Top of Passage provided
Nesospingidae: Puerto Rican Tanager

Puerto Rican Tanager.  © Steve Metz

The Puerto Rican Tanager is newly recognized as a single-species family endemic to the highlands of Puerto Rico.  As its name suggests, it was traditionally classified as a “tanager” (i.e., a member of the Thraupidae), but genetic studies show that it is not closely related to that group.

According to the taxonomic understanding of 2018, it could either be regarded as independent or included as a member of the spindalises, having diverged from them about ten to twelve million years ago.  However, it bears a stronger visible resemblance to another newly recognized family of divergent ex-thraupids, also endemic to the West Indies: Calyptophilidae, the chat-tanagers of Hispaniola.
Bottom of Passage provided
Top of Supplied entries
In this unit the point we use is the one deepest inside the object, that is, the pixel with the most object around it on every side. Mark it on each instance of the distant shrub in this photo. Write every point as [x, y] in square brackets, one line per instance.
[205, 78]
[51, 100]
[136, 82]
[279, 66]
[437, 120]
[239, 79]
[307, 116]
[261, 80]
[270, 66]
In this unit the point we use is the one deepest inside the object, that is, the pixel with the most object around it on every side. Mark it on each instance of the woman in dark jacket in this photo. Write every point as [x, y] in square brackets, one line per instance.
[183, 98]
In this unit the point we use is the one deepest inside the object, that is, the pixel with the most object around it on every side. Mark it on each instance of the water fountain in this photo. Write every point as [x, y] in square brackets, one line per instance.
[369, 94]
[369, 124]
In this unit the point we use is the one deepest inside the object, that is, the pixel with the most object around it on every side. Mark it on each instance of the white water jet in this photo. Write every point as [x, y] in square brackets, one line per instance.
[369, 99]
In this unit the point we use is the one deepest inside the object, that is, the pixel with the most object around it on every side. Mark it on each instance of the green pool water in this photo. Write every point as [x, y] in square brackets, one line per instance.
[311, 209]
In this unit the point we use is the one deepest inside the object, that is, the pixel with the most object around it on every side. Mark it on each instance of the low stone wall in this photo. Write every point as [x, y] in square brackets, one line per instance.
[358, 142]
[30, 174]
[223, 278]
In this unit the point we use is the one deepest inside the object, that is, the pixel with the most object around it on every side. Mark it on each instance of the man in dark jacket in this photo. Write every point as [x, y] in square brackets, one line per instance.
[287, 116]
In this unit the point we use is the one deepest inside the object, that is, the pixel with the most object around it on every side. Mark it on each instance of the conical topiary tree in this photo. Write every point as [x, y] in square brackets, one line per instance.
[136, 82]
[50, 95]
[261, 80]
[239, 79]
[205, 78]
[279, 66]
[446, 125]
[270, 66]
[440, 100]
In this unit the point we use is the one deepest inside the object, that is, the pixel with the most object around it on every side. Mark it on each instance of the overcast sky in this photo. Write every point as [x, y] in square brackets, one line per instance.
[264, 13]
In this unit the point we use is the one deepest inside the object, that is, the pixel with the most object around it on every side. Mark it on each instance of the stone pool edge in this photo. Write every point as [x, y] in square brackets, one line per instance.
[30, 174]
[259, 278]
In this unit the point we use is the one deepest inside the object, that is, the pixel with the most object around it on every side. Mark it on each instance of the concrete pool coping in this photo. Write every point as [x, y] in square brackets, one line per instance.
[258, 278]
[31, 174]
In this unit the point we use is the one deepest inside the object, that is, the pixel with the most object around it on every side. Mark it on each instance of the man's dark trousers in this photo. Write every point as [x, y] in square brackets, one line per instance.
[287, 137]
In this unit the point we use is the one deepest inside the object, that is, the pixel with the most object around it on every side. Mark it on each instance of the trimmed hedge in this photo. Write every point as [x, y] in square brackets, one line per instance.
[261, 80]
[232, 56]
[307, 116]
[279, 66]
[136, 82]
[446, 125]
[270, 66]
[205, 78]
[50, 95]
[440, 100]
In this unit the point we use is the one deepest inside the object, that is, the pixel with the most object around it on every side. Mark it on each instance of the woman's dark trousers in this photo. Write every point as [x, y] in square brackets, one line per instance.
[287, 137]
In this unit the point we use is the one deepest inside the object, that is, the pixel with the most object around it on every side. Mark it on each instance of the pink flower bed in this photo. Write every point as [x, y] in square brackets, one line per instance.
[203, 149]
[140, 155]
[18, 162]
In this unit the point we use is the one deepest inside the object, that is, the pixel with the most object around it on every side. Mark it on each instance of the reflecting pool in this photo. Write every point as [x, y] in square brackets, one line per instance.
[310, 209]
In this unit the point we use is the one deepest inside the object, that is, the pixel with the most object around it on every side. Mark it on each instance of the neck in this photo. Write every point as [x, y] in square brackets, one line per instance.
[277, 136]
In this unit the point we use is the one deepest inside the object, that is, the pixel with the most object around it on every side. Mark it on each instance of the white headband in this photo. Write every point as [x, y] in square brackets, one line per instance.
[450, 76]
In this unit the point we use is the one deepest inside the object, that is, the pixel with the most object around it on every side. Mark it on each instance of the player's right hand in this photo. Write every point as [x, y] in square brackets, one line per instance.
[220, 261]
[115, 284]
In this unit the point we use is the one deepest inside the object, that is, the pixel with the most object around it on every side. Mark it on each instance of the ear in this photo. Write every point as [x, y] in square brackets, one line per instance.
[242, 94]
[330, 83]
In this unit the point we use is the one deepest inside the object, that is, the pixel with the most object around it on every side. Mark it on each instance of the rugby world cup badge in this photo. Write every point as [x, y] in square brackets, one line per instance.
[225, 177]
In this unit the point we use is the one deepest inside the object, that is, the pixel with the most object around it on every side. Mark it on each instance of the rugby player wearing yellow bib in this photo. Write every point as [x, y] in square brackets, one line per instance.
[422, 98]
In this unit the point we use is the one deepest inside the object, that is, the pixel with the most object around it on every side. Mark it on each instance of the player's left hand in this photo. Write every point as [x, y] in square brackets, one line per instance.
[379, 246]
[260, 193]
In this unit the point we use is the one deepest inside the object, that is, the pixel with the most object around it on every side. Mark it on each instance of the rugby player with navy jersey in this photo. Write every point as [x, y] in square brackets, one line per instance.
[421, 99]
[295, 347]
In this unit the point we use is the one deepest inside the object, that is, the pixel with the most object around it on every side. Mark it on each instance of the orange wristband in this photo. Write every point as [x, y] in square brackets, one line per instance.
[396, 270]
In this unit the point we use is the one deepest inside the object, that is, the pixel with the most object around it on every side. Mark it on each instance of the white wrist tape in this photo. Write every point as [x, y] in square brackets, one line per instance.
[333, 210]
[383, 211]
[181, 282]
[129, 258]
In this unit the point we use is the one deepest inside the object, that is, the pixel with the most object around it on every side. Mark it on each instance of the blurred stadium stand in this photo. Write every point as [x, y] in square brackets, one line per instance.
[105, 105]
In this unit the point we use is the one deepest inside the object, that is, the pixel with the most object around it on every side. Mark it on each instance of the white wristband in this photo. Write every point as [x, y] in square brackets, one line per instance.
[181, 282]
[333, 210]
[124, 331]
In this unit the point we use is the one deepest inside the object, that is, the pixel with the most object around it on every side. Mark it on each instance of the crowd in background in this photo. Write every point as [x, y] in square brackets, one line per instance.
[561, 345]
Bottom of Supplied entries
→ **Assigned task**: Write out the part of the Puerto Rican Tanager text from "Puerto Rican Tanager.  ©" up to and including "to that group.". The records have no connection to the text about the Puerto Rican Tanager.

→ **Reply**:
Puerto Rican Tanager.  © Steve Metz

The Puerto Rican Tanager is newly recognized as a single-species family endemic to the highlands of Puerto Rico.  As its name suggests, it was traditionally classified as a “tanager” (i.e., a member of the Thraupidae), but genetic studies show that it is not closely related to that group.